Selection
__________

Best line I’ve read lately –
“Religious experience needs good theology the way a traveler needs a reliable map. A traveler with lots of enthusiasm but no map for the journey is a dangerous person to travel with. Together you can get hopelessly lost.” ~ Clark H. Pinnock, Flame of Love: A Theology of the Holy Spirit
Bill Coble [03/06/2015 11:29 AM]
Awesome man. We had him as a guest speaker in our theology of the Holy Spirit class at PTS
Thangsan Hisfootstep [03/06/2015 11:36 AM]
Great notes! However, I would like to add this. Pentecostalism is not just a religious enthusiasm as many wrongly think. It is the touch of the living God by His Spirit, therefore it’s still beyond religious enthusiasm that is just human psycho drive at best.
Pentecostal Theology [03/13/2015 12:36 PM]
PINNOCK: This is the point that is most controversial. That’s why I speak of it as a variant of Wesleyan-Arminian theism, because it posits a different view of the future. We think it strengthens that way of thinking, but some critics think that it’s too risky, too dangerous.

__________

Dataset
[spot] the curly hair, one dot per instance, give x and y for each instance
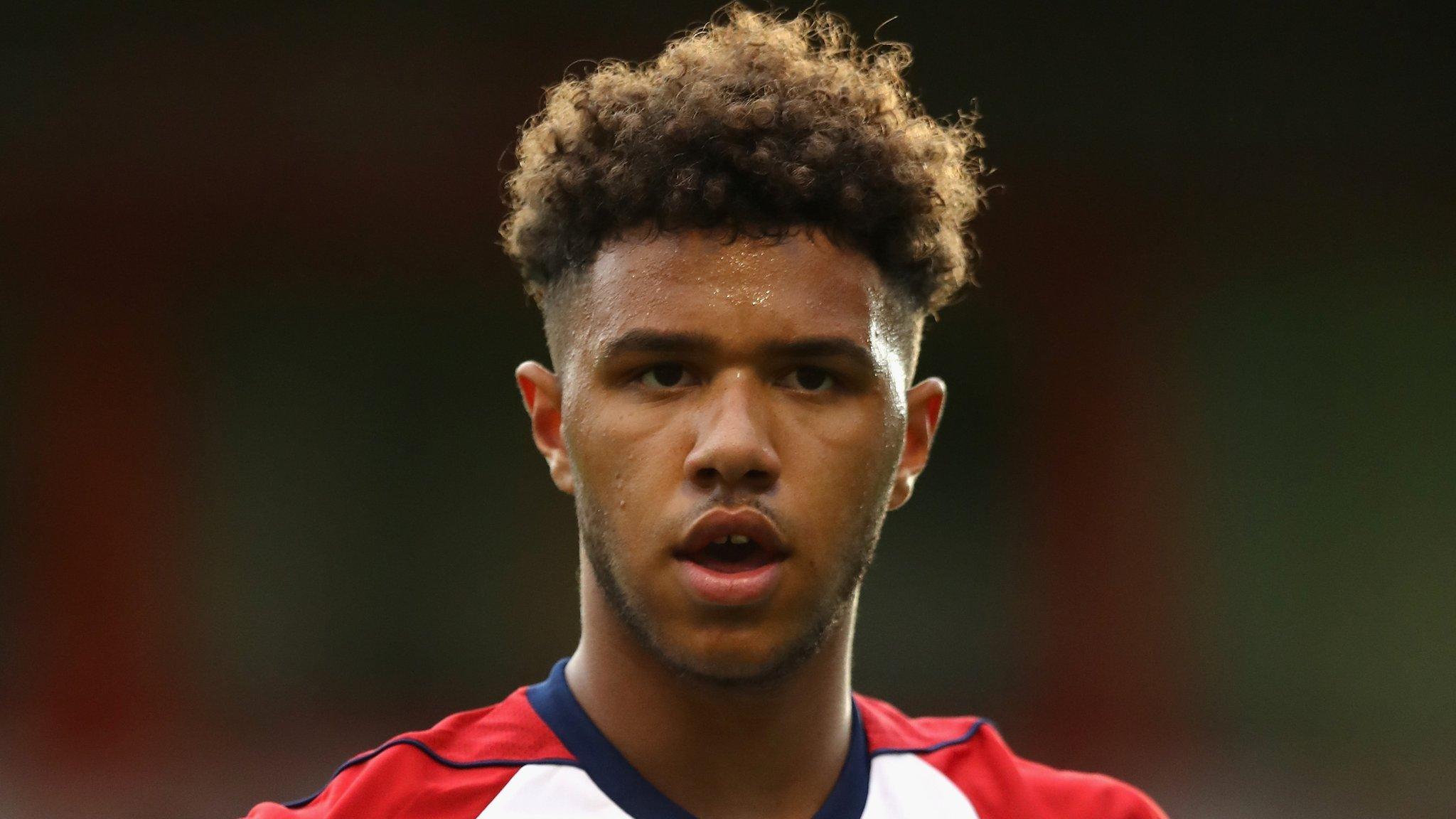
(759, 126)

__________

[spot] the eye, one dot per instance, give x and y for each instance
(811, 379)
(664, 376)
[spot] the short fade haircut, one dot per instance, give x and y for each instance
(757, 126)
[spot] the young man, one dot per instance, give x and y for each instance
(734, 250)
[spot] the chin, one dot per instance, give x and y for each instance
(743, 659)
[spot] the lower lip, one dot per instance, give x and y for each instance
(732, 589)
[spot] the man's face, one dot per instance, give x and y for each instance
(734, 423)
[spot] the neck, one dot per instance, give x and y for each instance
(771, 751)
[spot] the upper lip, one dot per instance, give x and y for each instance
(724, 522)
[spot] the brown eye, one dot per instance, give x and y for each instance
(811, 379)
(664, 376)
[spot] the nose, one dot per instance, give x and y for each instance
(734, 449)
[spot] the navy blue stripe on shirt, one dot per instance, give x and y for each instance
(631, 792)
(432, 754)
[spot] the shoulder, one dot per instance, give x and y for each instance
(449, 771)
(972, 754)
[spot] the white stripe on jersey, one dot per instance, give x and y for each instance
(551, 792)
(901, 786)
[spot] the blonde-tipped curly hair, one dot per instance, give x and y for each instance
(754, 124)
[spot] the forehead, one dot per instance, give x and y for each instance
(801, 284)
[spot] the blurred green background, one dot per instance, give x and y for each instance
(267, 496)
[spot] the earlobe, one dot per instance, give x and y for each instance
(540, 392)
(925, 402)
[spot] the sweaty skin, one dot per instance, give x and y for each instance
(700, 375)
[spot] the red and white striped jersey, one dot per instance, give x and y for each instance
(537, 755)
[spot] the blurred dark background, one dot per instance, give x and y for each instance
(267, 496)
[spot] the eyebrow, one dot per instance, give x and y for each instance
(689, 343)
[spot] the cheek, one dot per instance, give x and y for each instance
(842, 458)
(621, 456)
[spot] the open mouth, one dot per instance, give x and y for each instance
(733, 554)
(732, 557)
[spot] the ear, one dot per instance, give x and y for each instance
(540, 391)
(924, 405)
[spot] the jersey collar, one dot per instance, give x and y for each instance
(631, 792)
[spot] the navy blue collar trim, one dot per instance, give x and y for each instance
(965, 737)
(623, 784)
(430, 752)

__________

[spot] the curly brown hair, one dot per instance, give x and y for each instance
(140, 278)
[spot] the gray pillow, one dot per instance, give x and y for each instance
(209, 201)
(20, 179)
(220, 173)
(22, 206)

__________

Given instruction
Transcribe the passage of the Pinnock comment thread above from "Best line I’ve" to "drive at best.", keeping every word and mark unchanged.

Task solution
Best line I’ve read lately –
“Religious experience needs good theology the way a traveler needs a reliable map. A traveler with lots of enthusiasm but no map for the journey is a dangerous person to travel with. Together you can get hopelessly lost.” ~ Clark H. Pinnock, Flame of Love: A Theology of the Holy Spirit
Bill Coble [03/06/2015 11:29 AM]
Awesome man. We had him as a guest speaker in our theology of the Holy Spirit class at PTS
Thangsan Hisfootstep [03/06/2015 11:36 AM]
Great notes! However, I would like to add this. Pentecostalism is not just a religious enthusiasm as many wrongly think. It is the touch of the living God by His Spirit, therefore it’s still beyond religious enthusiasm that is just human psycho drive at best.